WHAT YOU HAVE TO DO: Please repeat the records below exactly, but only from the line that contains "Target: small bare tree" onward, ending with the last line.

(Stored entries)

____

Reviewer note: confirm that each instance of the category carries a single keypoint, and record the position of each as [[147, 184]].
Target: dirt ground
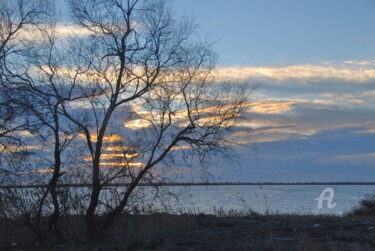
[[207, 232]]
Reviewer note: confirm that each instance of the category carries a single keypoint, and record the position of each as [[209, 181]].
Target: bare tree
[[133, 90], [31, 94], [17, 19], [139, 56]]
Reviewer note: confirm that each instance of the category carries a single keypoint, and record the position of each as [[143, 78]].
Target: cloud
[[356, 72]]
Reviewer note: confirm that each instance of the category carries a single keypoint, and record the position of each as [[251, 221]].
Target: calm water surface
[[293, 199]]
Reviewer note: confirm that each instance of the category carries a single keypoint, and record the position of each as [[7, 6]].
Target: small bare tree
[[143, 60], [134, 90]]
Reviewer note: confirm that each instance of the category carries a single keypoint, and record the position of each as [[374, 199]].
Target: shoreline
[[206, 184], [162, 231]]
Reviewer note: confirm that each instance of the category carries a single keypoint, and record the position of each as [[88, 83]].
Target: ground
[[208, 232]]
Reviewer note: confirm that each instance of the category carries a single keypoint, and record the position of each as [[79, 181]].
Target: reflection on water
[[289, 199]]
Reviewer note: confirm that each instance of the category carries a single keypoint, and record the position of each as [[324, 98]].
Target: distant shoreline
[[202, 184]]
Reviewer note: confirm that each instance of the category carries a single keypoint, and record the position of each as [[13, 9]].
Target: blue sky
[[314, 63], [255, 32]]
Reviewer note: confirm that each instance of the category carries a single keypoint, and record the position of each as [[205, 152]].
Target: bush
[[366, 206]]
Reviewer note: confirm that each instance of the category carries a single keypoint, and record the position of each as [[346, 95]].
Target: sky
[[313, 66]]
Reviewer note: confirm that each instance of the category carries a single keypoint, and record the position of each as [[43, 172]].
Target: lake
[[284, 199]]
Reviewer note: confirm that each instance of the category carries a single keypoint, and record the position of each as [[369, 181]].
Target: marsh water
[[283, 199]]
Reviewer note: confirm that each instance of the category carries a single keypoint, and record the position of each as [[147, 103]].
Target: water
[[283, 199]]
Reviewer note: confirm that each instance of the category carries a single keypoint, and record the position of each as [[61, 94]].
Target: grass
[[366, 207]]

____

FINAL ANSWER:
Target: small bare tree
[[143, 60], [134, 90]]
Reviewer note: confirm that each instance of the category carries a single keypoint, and record the position of each as [[374, 199]].
Target: shoreline
[[206, 184], [162, 231]]
Reviewer note: confirm that each instance of the category carries a single keypoint, and record the position of each as [[88, 83]].
Target: ground
[[208, 232]]
Reviewer note: confirm that each instance of the category carries a single keypoint, and record the position of each as [[79, 181]].
Target: reflection on water
[[289, 199]]
Reviewer note: confirm that each instance of the category carries a single keypoint, and record the position of each as [[324, 98]].
Target: distant shoreline
[[202, 184]]
Reviewer note: confirm that each instance of the category carries a single keypoint, and record the position of each as [[13, 9]].
Target: blue sky
[[314, 63], [255, 32]]
Reviewer note: confirm that each instance of the category carries a single keypoint, and record the position of each as [[205, 152]].
Target: bush
[[366, 206]]
Reviewer note: confirm that each instance of the category carries a single keypoint, and record the position of each as [[346, 95]].
Target: sky
[[313, 66]]
Reviewer note: confirm that each instance of the category carries a single keypoint, and record the position of each as [[43, 172]].
Target: lake
[[284, 199]]
Reviewer note: confirm that each instance of the category carries a single keypoint, and record the position of each as [[369, 181]].
Target: marsh water
[[283, 199]]
Reviewer note: confirm that each instance of the category carries a single keypoint, and record the position of each as [[147, 103]].
Target: water
[[283, 199]]
Reviewer note: confirm that each instance of the category carries a single keypoint, and record the position of each as [[61, 94]].
Target: grass
[[366, 207]]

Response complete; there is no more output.